Which lines below contain the word "plumage"? Copy out each of them in full.

····················

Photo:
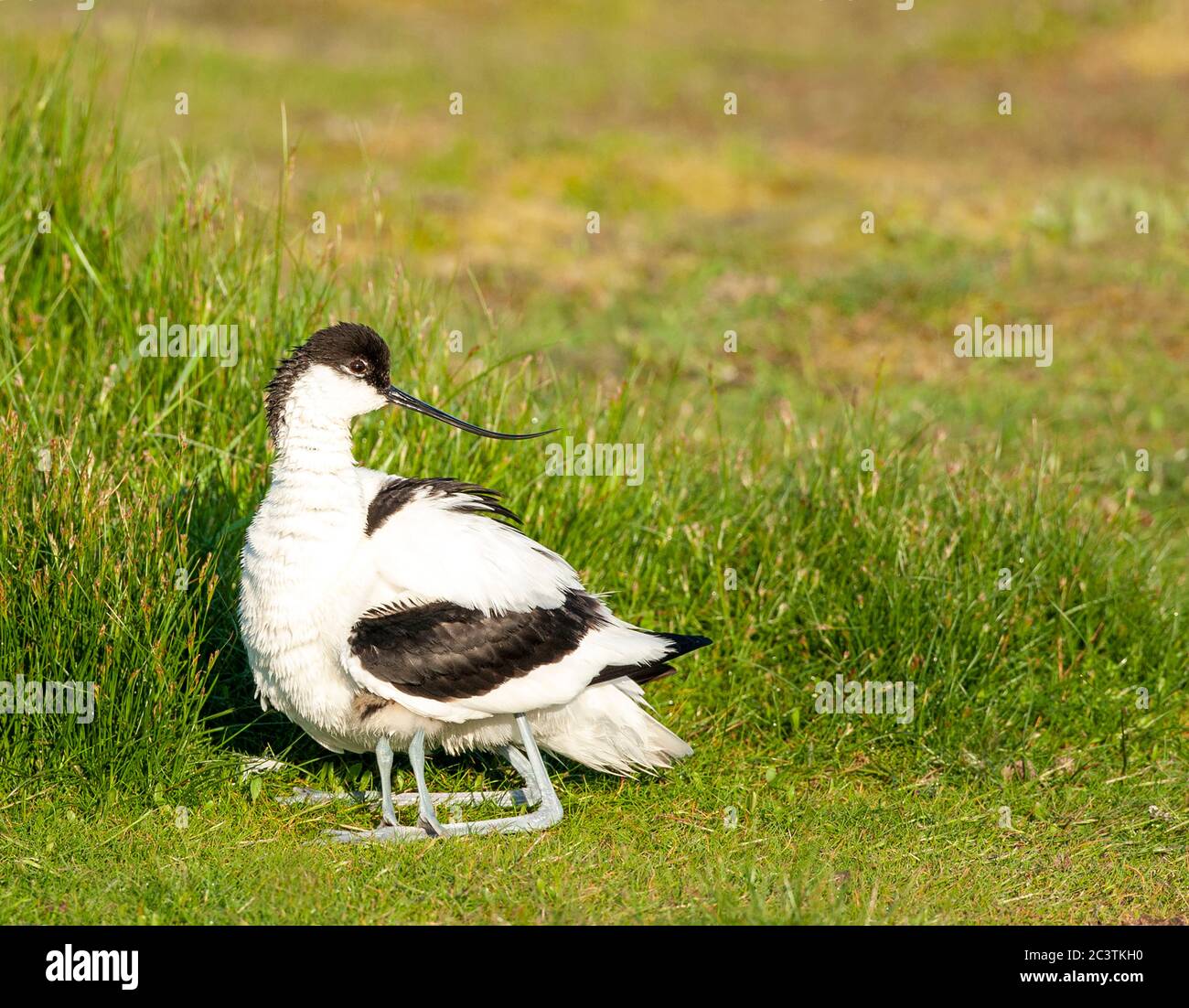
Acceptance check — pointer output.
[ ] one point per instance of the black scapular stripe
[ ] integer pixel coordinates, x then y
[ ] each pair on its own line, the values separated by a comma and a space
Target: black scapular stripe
393, 495
446, 651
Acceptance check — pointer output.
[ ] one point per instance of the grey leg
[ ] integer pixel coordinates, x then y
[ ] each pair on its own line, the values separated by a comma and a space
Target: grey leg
391, 830
426, 800
547, 813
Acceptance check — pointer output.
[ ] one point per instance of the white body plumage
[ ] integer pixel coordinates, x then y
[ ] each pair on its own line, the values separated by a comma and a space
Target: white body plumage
312, 568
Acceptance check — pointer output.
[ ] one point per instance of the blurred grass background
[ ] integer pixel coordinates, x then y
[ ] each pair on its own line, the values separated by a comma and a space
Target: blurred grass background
713, 222
709, 222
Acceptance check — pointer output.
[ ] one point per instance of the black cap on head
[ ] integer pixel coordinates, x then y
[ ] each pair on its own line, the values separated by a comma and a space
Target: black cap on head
359, 353
355, 349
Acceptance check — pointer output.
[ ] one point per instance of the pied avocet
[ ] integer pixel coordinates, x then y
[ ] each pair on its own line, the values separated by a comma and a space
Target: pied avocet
384, 611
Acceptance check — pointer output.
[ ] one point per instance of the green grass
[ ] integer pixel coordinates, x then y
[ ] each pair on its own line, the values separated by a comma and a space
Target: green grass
126, 484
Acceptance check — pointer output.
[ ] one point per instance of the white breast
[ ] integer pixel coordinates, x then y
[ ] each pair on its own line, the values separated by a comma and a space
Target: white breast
300, 595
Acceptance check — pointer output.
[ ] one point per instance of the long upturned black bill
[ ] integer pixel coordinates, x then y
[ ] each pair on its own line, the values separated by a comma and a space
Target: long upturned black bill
401, 398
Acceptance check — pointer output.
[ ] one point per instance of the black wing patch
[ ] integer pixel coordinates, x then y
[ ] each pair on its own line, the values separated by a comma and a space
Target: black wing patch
446, 651
680, 644
393, 495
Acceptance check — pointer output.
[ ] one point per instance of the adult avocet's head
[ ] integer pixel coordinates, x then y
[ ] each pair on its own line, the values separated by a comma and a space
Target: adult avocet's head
340, 373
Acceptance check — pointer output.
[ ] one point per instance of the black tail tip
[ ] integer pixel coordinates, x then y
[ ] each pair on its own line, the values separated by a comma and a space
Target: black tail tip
684, 643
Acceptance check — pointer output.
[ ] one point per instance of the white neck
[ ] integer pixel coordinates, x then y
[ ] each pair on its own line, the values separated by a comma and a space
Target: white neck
312, 444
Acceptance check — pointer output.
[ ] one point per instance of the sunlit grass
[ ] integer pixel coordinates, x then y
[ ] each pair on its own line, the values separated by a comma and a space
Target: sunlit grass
120, 555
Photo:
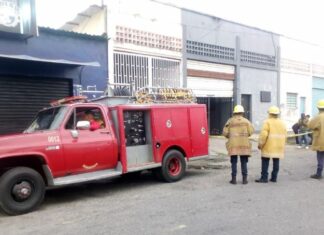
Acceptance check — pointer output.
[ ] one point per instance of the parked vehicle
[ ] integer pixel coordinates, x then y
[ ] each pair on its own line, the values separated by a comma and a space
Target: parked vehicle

····················

Reply:
[ ] one point per instance of the white body plumage
Target: white body plumage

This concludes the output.